- [Exercise aim]
Restate all of the following data exactly, keeping any images out of the copy.

- [Data for analysis]
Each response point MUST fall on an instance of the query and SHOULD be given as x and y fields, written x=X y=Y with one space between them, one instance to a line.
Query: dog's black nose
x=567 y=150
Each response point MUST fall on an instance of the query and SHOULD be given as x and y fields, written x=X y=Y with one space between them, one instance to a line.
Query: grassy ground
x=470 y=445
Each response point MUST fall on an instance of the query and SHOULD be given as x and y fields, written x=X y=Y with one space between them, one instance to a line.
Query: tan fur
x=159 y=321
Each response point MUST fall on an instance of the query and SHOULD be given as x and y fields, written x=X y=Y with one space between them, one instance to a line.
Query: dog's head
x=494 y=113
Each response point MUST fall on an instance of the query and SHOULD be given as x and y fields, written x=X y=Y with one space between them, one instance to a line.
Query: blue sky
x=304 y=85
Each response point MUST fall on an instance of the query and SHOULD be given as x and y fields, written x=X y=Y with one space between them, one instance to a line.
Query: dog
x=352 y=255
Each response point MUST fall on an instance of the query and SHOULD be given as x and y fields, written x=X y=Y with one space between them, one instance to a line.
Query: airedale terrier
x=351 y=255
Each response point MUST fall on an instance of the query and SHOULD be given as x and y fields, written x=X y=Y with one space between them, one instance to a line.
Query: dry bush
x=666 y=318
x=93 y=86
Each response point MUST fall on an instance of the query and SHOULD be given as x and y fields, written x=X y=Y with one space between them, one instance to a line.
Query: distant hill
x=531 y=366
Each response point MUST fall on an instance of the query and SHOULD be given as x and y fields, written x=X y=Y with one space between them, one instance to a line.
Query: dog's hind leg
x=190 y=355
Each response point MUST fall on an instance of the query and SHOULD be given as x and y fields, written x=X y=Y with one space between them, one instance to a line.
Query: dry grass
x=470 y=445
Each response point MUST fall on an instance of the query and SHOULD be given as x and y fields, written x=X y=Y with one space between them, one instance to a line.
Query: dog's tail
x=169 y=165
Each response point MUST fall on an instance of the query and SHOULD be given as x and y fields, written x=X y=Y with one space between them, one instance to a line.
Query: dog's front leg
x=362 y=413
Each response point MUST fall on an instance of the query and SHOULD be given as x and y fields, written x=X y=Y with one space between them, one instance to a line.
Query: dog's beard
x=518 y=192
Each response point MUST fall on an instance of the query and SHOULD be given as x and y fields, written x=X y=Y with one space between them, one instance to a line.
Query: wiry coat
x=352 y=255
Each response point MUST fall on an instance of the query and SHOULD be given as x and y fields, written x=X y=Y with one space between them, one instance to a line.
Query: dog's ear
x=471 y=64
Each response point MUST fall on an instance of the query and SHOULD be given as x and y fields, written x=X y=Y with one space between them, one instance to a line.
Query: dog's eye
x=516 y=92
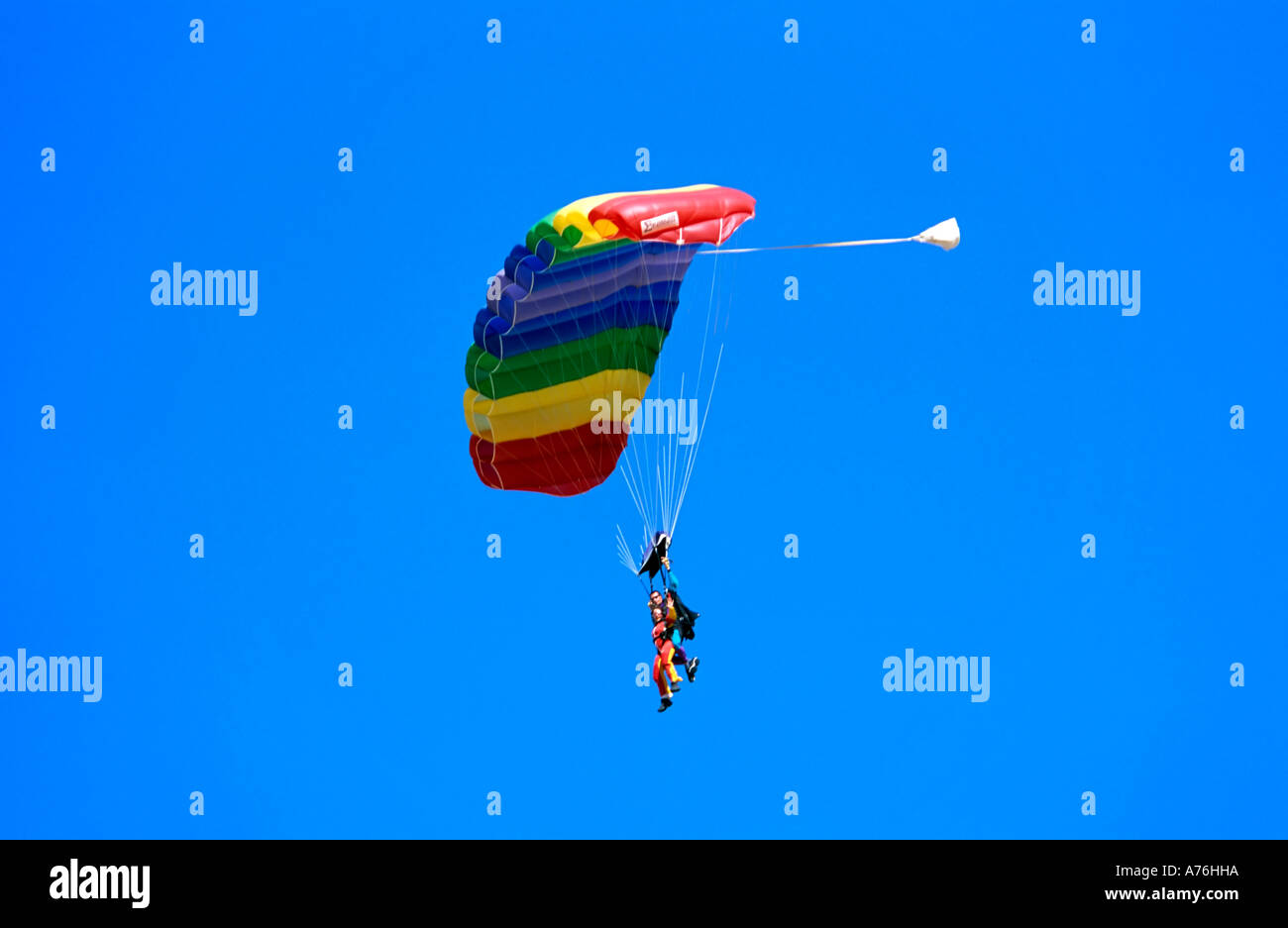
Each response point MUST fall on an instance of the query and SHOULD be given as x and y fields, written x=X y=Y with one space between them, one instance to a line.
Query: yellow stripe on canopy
x=555 y=408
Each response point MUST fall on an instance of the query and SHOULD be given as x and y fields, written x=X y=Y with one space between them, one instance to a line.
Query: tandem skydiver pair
x=673 y=624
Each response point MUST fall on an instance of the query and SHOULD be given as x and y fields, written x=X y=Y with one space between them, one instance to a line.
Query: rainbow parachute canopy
x=578 y=317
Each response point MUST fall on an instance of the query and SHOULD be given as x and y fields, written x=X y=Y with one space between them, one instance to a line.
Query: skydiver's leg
x=669 y=662
x=660 y=677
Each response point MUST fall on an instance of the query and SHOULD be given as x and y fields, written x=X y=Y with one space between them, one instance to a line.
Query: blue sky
x=518 y=673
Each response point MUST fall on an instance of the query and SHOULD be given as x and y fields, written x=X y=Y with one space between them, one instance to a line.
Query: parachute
x=566 y=347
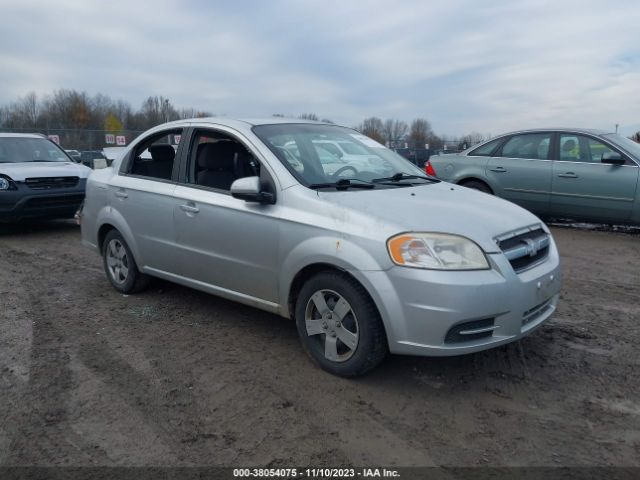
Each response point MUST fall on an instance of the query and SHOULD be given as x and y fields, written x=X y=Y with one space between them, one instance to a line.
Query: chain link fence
x=81 y=139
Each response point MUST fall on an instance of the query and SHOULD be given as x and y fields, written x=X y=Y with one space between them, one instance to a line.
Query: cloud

- [Answer to the problem]
Each response point MUST fall on an instance of the query and SHOULD be given as x and y fields, written x=X y=Y with one space between them, one instance to a line.
Query: dog's black nose
x=567 y=150
Each response point MUST fall on an instance of the query and SHOULD be given as x and y fields, written x=X y=Y with one space between them, one instance to a line.
Query: grassy ground
x=470 y=445
Each response point MUST fall on an instance of the query and SHOULD be given as x and y fields, written x=X y=Y with one space between them, one instance to a line.
Query: tan fur
x=159 y=321
Each response point MUST fall on an instance of the query and SHOULD be given as x and y fields, written x=X y=Y with one space between them, one instance to a line.
Query: dog's head
x=494 y=113
Each response point MUST fall on an instance of the query and SHOULD be given as x and y fields, written x=X y=Y with one space between them, one instance to a line.
Query: blue sky
x=304 y=85
Each response point MUST fall on an instance of the query and SHOULD be given as x and y fields, written x=X y=Y with one space between them, one instance to a line.
Query: dog
x=352 y=255
Each response point MUST fall on an instance of the query and SHOULD be given as x and y fields, written x=X y=Y with one space between them, one instance to a line.
Query: airedale terrier
x=351 y=255
Each response point MUST fall on an instance of the query and SHOULD be given as x and y fields, written x=X y=Y with one space between them, one instance to a line.
Query: dry bush
x=666 y=318
x=93 y=86
Each response point MUST fall on an instance of the query and SHOULD be given as x and y fields, written x=X y=Y with one space between them, one instance to a line.
Query: distant hill
x=531 y=366
Each response point MUST fall on an instance of the query and SHOULD be given as x and y fields, written x=X y=Y with one space between them, one instance to a line.
Query: dog's hind leg
x=190 y=355
Each response point MUST fall on an instance of the query and SHOULD be given as x and y fields, written x=X y=Y with one space between them, one instance to a line.
Query: dry grass
x=470 y=445
Each response point MUST fall on an instance of the query and SHOULD be given as x and y fields, written x=X y=Y with one space between them, one instance to a line.
Query: dog's tail
x=169 y=165
Each response point MUST fall on an instance of the query and SHOULD be given as x and y fields, written x=X y=Y with one space between them, one instance to a line.
Query: dog's front leg
x=362 y=413
Each response point MUST fall on an instance of the query and SHOULD be given as x and y fields, written x=X y=Y with one space between them, one instance to a line.
Query: dog's beard
x=518 y=192
Each response point MUST fall on an instance of the query and SHOULD be given as x and y fields, written x=X y=Y with one space between them, one instance to a line.
Query: wiry coat
x=352 y=255
Each response point MUST fall on an instance of the query and SHOULD be given as x and y fields, written x=X y=Y with one space between them, one instance to a line.
Query: dog's ear
x=471 y=64
Each response point MUST fall on an instance of the query and SHOULD be given as x and y fields, written x=X y=Y with one space between them, one instance to a line.
Query: dog's eye
x=516 y=92
Each response point MUST fall on an instance of the query and SHOULD be given as x and y fields, written x=X y=Y with one space between them, one instance to a line.
Query: yellow stripe on canopy
x=555 y=408
Each response point MUST fall on an instance of the query and SHOULD be given as x and y fields, written x=X y=Y with one space between them, one instance to a line.
Query: tandem skydiver pair
x=673 y=624
Each response point MUST fall on an instance of the query and SHOULD be given as x and y fields, written x=X y=Y with one space between them, one instance to a line.
Query: rainbow parachute canopy
x=578 y=317
Each response point MUST fall on an instance of the query and SHOULD be given as x and y fields, written x=X y=Y with one space between them, one instance to a line.
Query: skydiver's leg
x=669 y=662
x=660 y=677
Each response point MUST fall on an instance of the query and SHOULD be given as x and y fields, written x=X y=Y with one space between them, one instance to a line.
Query: blue sky
x=518 y=673
Each response point MUST fall on an instance of the query and SHOULD be given as x and y fields, written x=X y=Y with one space between them, one instance to a line.
Query: parachute
x=566 y=347
Each response point MUST fall on an instance of the query and SHOULD be given as x and y fields, written x=X y=Y with one space between them, one instance to a line.
Query: chain link fence
x=81 y=139
Each response point MUST fall on an instance of the query and SHOULD be given as x and y fields, written x=X y=Y with one space between them, one instance to a line.
Query: cloud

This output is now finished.